Answer
$$\frac{dy}{dx}=-\frac{x}{y}$$
$$\frac{d^2y}{dx^2}=-\frac{x^2+y^2}{y^3}$$
Work Step by Step
$$x^2+y^2=1$$
1) Find $dy/dx$:
Differentiate both sides of the equation with respect to $x$: $$\frac{d}{dx}(x^2)+\frac{d}{dx}y^2=\frac{d}{dx}1$$ $$2x+2y\frac{dy}{dx}=0$$
Isolate the terms with $dy/dx$ and solve for $dy/dx$: $$2y\frac{dy}{dx}=-2x$$ $$\frac{dy}{dx}=-\frac{x}{y}$$
2) Find $d^2y/dx^2$:
Differentiate the derivative $dy/dx$ as normal, using Quotient Rule: $$\frac{d^2y}{dx^2}=\frac{d}{dx}\Big(-\frac{x}{y}\Big)=-\frac{y-x\frac{dy}{dx}}{y^2}$$
Now we can use the result $dy/dx=-x/y$ from part 1) to do substitution here:
$$\frac{d^2y}{dx^2}=-\frac{y-x\Big(-\frac{x}{y}\Big)}{y^2}=-\frac{y+\frac{x^2}{y}}{y^2}=-\frac{\frac{y^2+x^2}{y}}{y^2}=-\frac{x^2+y^2}{y^3}$$

*GOALS*:
#1 In the implicit differentiation solution, which lines open with a command verb? Quote each of them up to its colon.
#2 Can you shift the point coordinates in the stored entries below by adding -116 to every number in the answers? Cover only the rows starting with the line with "Exercise. Point out the gable" and going on through the end of the stored entries. Repeat the requests too, and leave out the pictures.

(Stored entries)
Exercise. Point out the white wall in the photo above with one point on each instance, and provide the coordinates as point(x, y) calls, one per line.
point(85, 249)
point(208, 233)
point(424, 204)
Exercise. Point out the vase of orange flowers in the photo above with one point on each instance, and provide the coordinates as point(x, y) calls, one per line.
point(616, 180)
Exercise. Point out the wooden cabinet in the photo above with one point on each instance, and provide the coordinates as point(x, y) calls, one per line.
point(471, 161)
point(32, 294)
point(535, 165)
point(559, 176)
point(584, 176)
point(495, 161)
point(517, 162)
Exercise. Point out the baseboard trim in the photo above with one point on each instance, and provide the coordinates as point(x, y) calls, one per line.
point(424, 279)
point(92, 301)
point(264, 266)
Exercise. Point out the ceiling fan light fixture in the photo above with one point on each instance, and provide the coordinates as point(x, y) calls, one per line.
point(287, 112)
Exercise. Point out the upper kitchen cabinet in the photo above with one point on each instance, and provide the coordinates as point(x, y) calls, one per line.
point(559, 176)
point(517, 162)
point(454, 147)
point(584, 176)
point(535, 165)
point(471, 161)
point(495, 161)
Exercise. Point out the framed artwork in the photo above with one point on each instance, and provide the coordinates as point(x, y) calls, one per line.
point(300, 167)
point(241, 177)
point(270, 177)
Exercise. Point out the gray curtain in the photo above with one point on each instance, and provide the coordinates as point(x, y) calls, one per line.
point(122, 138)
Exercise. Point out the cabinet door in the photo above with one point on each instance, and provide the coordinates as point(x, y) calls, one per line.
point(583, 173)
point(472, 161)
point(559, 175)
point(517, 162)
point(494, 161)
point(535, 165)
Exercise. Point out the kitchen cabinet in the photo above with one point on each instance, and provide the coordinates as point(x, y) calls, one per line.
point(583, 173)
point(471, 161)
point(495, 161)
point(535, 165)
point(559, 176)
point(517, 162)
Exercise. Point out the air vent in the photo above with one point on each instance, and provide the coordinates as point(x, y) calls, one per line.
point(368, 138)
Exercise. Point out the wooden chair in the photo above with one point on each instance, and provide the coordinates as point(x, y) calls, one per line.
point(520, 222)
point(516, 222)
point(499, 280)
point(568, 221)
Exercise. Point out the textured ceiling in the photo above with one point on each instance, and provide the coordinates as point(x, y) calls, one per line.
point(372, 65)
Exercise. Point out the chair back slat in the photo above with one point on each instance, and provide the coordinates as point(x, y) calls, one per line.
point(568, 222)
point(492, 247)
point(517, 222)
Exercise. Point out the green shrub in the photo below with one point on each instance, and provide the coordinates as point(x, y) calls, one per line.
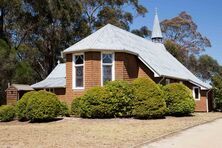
point(112, 100)
point(64, 109)
point(7, 113)
point(120, 96)
point(93, 104)
point(148, 102)
point(43, 106)
point(21, 106)
point(179, 99)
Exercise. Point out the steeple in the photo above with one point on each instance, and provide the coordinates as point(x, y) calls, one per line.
point(156, 34)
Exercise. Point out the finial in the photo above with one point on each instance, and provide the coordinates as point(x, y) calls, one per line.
point(58, 62)
point(156, 34)
point(156, 11)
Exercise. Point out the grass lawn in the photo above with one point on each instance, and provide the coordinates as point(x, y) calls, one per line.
point(75, 132)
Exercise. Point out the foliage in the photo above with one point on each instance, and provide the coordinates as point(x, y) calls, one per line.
point(76, 106)
point(120, 95)
point(179, 99)
point(217, 89)
point(64, 109)
point(207, 67)
point(176, 50)
point(43, 106)
point(21, 105)
point(93, 104)
point(7, 113)
point(35, 32)
point(112, 100)
point(148, 102)
point(183, 31)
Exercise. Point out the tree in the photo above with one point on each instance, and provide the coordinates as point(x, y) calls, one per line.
point(143, 32)
point(7, 66)
point(176, 50)
point(101, 12)
point(217, 89)
point(183, 31)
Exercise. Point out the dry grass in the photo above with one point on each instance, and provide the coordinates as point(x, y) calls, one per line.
point(75, 132)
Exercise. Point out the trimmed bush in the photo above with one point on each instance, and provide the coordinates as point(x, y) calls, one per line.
point(112, 100)
point(21, 106)
point(7, 113)
point(179, 99)
point(120, 96)
point(43, 106)
point(93, 104)
point(148, 102)
point(64, 109)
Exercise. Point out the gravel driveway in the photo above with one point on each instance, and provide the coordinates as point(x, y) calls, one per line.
point(203, 136)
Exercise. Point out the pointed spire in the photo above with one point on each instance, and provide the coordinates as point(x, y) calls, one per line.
point(156, 34)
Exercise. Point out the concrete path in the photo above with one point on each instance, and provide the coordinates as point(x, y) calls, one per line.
point(204, 136)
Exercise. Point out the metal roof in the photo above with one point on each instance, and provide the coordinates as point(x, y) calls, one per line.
point(156, 33)
point(56, 79)
point(153, 55)
point(22, 87)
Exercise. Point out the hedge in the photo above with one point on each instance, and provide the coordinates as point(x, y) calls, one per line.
point(94, 104)
point(21, 106)
point(43, 106)
point(179, 99)
point(7, 113)
point(148, 102)
point(112, 100)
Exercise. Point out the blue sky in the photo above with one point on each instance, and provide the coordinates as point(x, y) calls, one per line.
point(207, 14)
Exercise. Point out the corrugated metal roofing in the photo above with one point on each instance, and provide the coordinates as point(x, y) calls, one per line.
point(56, 79)
point(154, 55)
point(21, 87)
point(156, 33)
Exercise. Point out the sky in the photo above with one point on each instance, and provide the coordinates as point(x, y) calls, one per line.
point(207, 14)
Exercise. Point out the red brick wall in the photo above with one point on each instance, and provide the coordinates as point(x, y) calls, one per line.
point(127, 67)
point(201, 104)
point(11, 96)
point(92, 77)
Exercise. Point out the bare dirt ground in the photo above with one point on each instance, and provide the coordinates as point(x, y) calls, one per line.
point(76, 132)
point(202, 136)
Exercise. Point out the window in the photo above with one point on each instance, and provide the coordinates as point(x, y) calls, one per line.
point(78, 71)
point(196, 93)
point(167, 81)
point(107, 67)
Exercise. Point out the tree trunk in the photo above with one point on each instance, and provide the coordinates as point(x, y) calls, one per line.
point(1, 23)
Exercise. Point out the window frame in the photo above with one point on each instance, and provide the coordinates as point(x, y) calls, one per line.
point(198, 93)
point(74, 65)
point(167, 81)
point(112, 64)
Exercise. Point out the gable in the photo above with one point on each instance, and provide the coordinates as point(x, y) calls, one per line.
point(153, 55)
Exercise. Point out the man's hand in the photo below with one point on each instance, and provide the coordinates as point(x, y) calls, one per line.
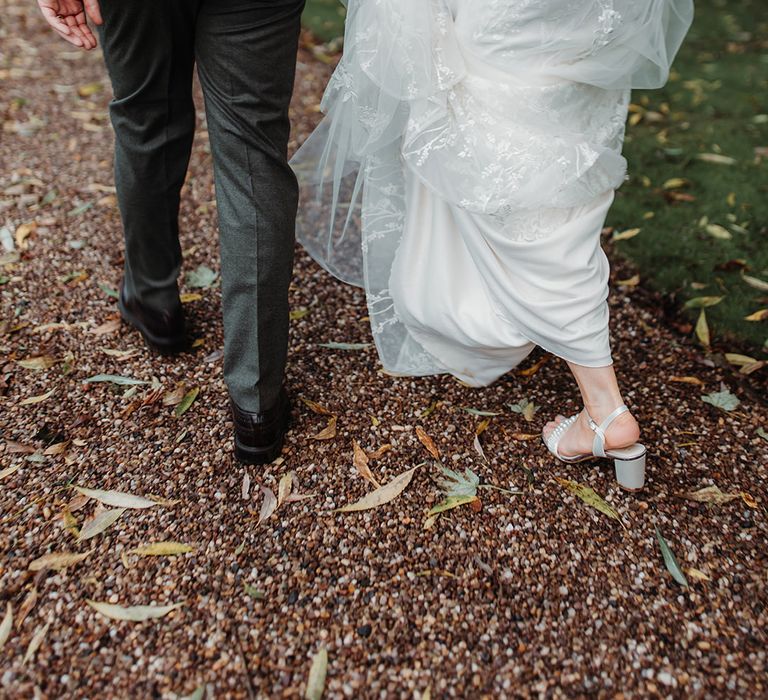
point(67, 17)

*ANSWERS BELOW*:
#1
1) Find dy/dx:
Differentiate both sides of the equation with respect to x:
Isolate the terms with dy/dx and solve for dy/dx:
2) Find d^2y/dx^2:
Differentiate the derivative dy/dx as normal, using Quotient Rule:

#2
Exercise. Point out the gable in the photo above with one point on each instance, and provide the coordinates as point(x, y) calls, one per line.
point(37, -61)
Exercise. Point out the man's hand in the photo below with one point on each instance, and provide the coordinates as point(x, y) calls, one per line.
point(-49, -99)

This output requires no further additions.